- **Aim**:
Set down, word for word, the lines from the very beginning through the line containing "POLYGON ((61 125, 61", including both ends. Leave the pictures out of your copy.

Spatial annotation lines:
========================================
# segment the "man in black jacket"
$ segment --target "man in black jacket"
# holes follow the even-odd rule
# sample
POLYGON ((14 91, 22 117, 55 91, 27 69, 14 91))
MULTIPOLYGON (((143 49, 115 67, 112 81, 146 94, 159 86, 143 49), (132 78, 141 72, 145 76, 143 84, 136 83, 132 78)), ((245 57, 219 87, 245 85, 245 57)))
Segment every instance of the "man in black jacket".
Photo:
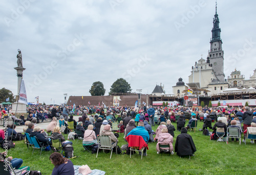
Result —
POLYGON ((177 137, 175 150, 178 156, 194 156, 194 154, 197 151, 192 137, 187 132, 187 130, 183 127, 181 134, 177 137))

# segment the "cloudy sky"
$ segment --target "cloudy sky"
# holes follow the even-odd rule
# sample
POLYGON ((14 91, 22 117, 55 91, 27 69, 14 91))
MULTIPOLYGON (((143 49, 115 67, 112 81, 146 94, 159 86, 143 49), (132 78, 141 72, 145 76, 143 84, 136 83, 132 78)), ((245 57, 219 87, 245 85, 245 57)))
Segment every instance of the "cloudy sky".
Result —
MULTIPOLYGON (((218 2, 226 78, 236 67, 248 79, 256 68, 255 7, 218 2)), ((4 1, 0 12, 0 88, 17 93, 19 48, 28 101, 59 104, 63 93, 90 95, 96 81, 105 95, 120 78, 143 93, 187 83, 207 56, 215 1, 4 1)))

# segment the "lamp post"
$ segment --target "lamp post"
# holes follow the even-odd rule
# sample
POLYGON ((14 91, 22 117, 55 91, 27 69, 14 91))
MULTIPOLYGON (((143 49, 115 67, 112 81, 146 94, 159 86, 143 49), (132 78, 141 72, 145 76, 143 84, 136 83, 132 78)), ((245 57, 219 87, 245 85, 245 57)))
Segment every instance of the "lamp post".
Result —
POLYGON ((140 107, 141 105, 141 93, 142 91, 142 89, 136 89, 137 93, 139 95, 139 98, 138 99, 138 102, 139 104, 139 107, 140 107))

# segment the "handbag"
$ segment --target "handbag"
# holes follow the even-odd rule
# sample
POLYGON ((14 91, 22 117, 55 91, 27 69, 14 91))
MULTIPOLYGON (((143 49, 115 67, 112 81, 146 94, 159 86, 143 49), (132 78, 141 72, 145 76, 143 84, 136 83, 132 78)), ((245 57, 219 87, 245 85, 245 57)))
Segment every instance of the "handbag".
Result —
POLYGON ((88 165, 83 165, 81 167, 79 167, 78 172, 79 173, 81 173, 82 175, 87 175, 91 173, 92 171, 88 165))
POLYGON ((61 125, 61 127, 60 128, 60 132, 61 133, 64 133, 64 131, 65 131, 66 127, 65 125, 61 125))

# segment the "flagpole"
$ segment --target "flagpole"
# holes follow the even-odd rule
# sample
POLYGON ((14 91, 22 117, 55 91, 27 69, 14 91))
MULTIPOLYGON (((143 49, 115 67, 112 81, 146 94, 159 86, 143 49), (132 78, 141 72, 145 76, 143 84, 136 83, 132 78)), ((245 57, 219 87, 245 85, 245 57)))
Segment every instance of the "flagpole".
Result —
MULTIPOLYGON (((15 117, 16 117, 16 113, 17 113, 17 109, 18 109, 18 101, 19 100, 19 93, 20 93, 20 87, 22 87, 22 80, 23 79, 23 78, 22 77, 22 83, 20 83, 20 86, 19 86, 19 90, 18 91, 18 100, 17 101, 17 105, 16 106, 15 117)), ((13 121, 12 121, 12 136, 11 137, 11 140, 12 140, 12 135, 13 134, 13 131, 14 130, 15 119, 13 118, 13 121)))

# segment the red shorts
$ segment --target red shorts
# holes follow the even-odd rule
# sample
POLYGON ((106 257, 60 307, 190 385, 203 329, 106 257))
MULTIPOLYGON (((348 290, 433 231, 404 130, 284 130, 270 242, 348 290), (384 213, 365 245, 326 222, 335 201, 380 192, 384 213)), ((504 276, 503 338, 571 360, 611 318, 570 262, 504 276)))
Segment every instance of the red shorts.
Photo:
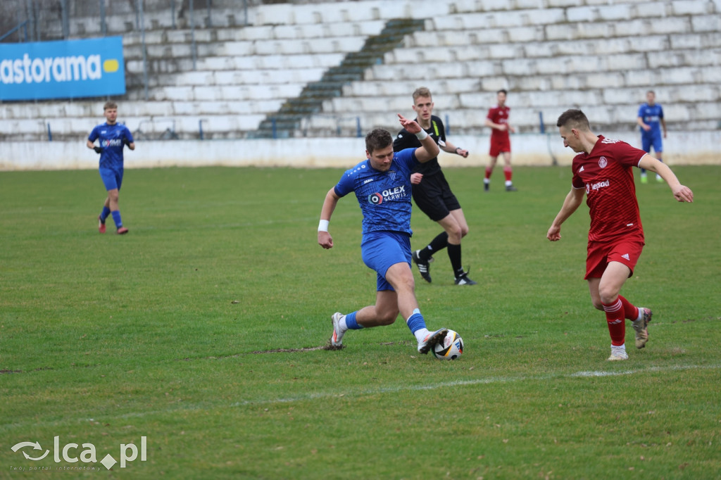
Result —
POLYGON ((624 264, 631 270, 629 277, 632 276, 644 244, 643 240, 634 238, 619 239, 614 241, 589 241, 586 275, 583 278, 601 278, 611 262, 624 264))
POLYGON ((491 135, 491 149, 488 154, 491 156, 498 156, 504 151, 510 151, 510 138, 508 135, 500 138, 491 135))

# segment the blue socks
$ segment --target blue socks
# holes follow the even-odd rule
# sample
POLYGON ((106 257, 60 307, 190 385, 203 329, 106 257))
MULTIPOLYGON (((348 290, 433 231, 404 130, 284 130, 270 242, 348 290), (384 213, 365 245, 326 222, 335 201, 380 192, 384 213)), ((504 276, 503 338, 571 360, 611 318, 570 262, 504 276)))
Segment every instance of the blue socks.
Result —
POLYGON ((102 212, 100 213, 100 221, 103 223, 105 223, 105 218, 107 218, 107 215, 110 214, 110 209, 107 207, 103 206, 102 212))
POLYGON ((115 228, 120 228, 123 226, 123 221, 120 220, 120 210, 116 210, 115 211, 110 213, 112 214, 112 221, 115 222, 115 228))
POLYGON ((410 331, 414 334, 418 330, 425 329, 425 320, 423 319, 423 316, 420 314, 420 311, 417 308, 414 310, 413 314, 406 320, 406 324, 408 325, 408 328, 410 329, 410 331))

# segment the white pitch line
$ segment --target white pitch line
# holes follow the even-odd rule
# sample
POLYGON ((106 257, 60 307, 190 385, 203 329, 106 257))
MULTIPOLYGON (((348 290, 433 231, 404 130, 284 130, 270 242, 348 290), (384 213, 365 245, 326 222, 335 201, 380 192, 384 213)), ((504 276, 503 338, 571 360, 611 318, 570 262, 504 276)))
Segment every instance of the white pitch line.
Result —
MULTIPOLYGON (((549 374, 539 375, 535 376, 522 377, 486 377, 483 378, 475 378, 473 380, 458 380, 451 382, 440 382, 430 383, 428 385, 411 385, 380 387, 376 388, 360 388, 358 390, 335 391, 317 392, 315 394, 308 394, 306 395, 298 395, 296 396, 280 397, 277 399, 268 399, 265 400, 244 400, 236 401, 229 405, 213 404, 212 402, 203 402, 198 404, 185 404, 180 408, 164 409, 162 410, 153 410, 145 412, 131 412, 120 415, 99 415, 97 418, 107 421, 112 419, 123 418, 139 418, 150 415, 163 415, 169 413, 178 412, 195 412, 201 410, 212 410, 220 408, 236 408, 239 406, 246 406, 248 405, 274 405, 276 404, 288 404, 296 401, 303 401, 305 400, 317 400, 328 398, 342 398, 345 396, 363 396, 366 395, 377 395, 379 394, 396 394, 401 391, 420 391, 425 390, 438 390, 439 388, 447 388, 453 386, 466 386, 473 385, 484 385, 488 383, 509 383, 511 382, 538 381, 544 380, 551 380, 554 378, 586 378, 591 377, 611 377, 621 376, 624 375, 634 375, 637 373, 652 373, 656 372, 675 372, 686 370, 717 370, 721 368, 721 364, 710 365, 679 365, 670 367, 649 367, 647 368, 639 368, 636 370, 624 370, 620 371, 580 371, 566 374, 549 374)), ((89 419, 76 419, 71 422, 87 422, 89 419)), ((68 420, 61 419, 56 422, 46 422, 46 425, 67 425, 68 420)), ((27 425, 24 423, 9 423, 0 425, 0 432, 7 432, 19 428, 25 428, 27 425)))
POLYGON ((231 406, 243 406, 245 405, 273 405, 274 404, 286 404, 294 401, 302 401, 304 400, 316 400, 318 399, 327 399, 330 397, 341 396, 362 396, 365 395, 376 395, 378 394, 396 394, 401 391, 417 391, 422 390, 437 390, 438 388, 447 388, 452 386, 466 386, 472 385, 484 385, 488 383, 507 383, 518 381, 543 381, 552 378, 575 378, 588 377, 610 377, 621 376, 624 375, 633 375, 635 373, 649 373, 653 372, 672 372, 684 370, 694 369, 718 369, 721 365, 673 365, 671 367, 649 367, 648 368, 638 370, 627 370, 622 371, 582 371, 574 373, 552 374, 536 375, 530 377, 487 377, 485 378, 476 378, 474 380, 458 380, 451 382, 441 382, 438 383, 431 383, 430 385, 411 385, 399 386, 393 387, 381 387, 377 388, 363 388, 358 391, 335 391, 335 392, 318 392, 307 395, 298 395, 296 396, 282 397, 278 399, 270 399, 267 400, 244 400, 231 404, 231 406))

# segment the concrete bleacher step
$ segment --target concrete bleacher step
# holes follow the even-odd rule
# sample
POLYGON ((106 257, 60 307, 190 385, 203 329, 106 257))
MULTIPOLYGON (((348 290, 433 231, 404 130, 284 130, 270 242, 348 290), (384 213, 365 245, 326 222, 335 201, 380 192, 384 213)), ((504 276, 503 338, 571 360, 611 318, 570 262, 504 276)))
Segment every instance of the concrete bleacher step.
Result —
POLYGON ((292 136, 304 117, 319 112, 324 100, 340 96, 343 84, 362 79, 368 68, 383 61, 386 52, 402 43, 406 35, 423 28, 424 23, 412 19, 389 20, 377 35, 366 40, 358 51, 349 53, 339 66, 329 68, 319 80, 309 82, 297 99, 289 99, 278 112, 268 114, 251 136, 292 136))

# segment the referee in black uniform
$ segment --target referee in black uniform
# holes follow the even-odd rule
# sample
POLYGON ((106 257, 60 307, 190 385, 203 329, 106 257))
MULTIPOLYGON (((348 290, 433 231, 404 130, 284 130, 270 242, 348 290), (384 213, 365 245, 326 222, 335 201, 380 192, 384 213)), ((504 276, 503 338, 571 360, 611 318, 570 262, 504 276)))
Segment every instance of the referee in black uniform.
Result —
MULTIPOLYGON (((422 86, 413 92, 413 110, 417 117, 415 121, 430 135, 443 151, 468 156, 468 151, 456 147, 446 140, 446 130, 441 119, 433 115, 433 100, 430 90, 422 86)), ((393 142, 393 150, 417 148, 420 142, 415 135, 404 129, 398 133, 393 142)), ((448 247, 448 258, 456 276, 456 285, 476 285, 463 271, 461 261, 461 239, 468 234, 468 223, 456 195, 446 181, 446 177, 438 164, 438 157, 420 164, 411 175, 413 184, 413 200, 428 218, 438 222, 443 231, 433 239, 425 248, 413 252, 413 262, 423 279, 430 283, 430 262, 433 254, 448 247)))

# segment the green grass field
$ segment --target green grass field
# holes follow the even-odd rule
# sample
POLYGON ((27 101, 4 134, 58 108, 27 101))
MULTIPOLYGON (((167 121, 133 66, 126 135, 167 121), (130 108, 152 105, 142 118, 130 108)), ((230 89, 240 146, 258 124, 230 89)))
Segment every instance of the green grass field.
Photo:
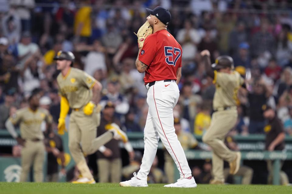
========================================
- **Complete response**:
# segment the "man in black jacket"
$ segment --target "man in black jacket"
# holes follow the even-odd rule
# sample
POLYGON ((14 91, 22 117, 55 91, 27 69, 14 91))
MULTIPOLYGON (((143 49, 115 67, 112 81, 146 94, 159 86, 143 49), (132 78, 141 72, 145 76, 143 84, 136 83, 132 78)), ((245 57, 219 87, 245 85, 245 57)))
Segment every instance of the "man in black jacket".
Photo:
Result —
POLYGON ((177 137, 175 150, 178 156, 194 156, 194 154, 197 151, 192 137, 187 132, 187 130, 183 127, 181 134, 177 137))

# segment the "cloudy sky"
$ segment --target "cloudy sky"
# holes follow the even-odd rule
# sample
POLYGON ((14 91, 22 117, 55 91, 27 69, 14 91))
MULTIPOLYGON (((143 49, 115 67, 112 81, 146 94, 159 86, 143 49), (132 78, 141 72, 145 76, 143 84, 136 83, 132 78)), ((245 57, 219 87, 245 85, 245 57)))
Segment every instance of the "cloudy sky".
Result —
MULTIPOLYGON (((218 2, 226 78, 236 67, 248 79, 256 68, 255 7, 218 2)), ((4 1, 0 12, 0 88, 17 93, 19 48, 28 101, 59 104, 63 93, 90 95, 96 81, 105 95, 120 78, 143 93, 187 83, 207 56, 215 1, 4 1)))

# segment the "lamp post"
$ segment --target "lamp post"
# holes follow the even-odd rule
# sample
POLYGON ((14 91, 22 117, 55 91, 27 69, 14 91))
MULTIPOLYGON (((143 49, 115 67, 112 81, 146 94, 159 86, 143 49), (132 78, 141 72, 145 76, 143 84, 136 83, 132 78)), ((245 57, 219 87, 245 85, 245 57)))
Segment every instance of the "lamp post".
Result —
POLYGON ((140 107, 141 105, 141 93, 142 91, 142 89, 136 89, 137 93, 139 95, 139 98, 138 99, 138 102, 139 104, 139 107, 140 107))

# segment the "handbag"
$ segment --target "handbag"
# holes follow the even-odd rule
# sample
POLYGON ((14 91, 22 117, 55 91, 27 69, 14 91))
MULTIPOLYGON (((143 49, 115 67, 112 81, 146 94, 159 86, 143 49), (132 78, 141 72, 145 76, 143 84, 136 83, 132 78)), ((245 57, 219 87, 245 85, 245 57)))
Segment every instance of the "handbag".
Result —
POLYGON ((88 165, 83 165, 81 167, 79 167, 78 172, 79 173, 81 173, 82 175, 87 175, 91 173, 92 171, 88 165))
POLYGON ((61 125, 61 127, 60 128, 60 132, 61 133, 64 133, 64 131, 65 131, 66 127, 65 125, 61 125))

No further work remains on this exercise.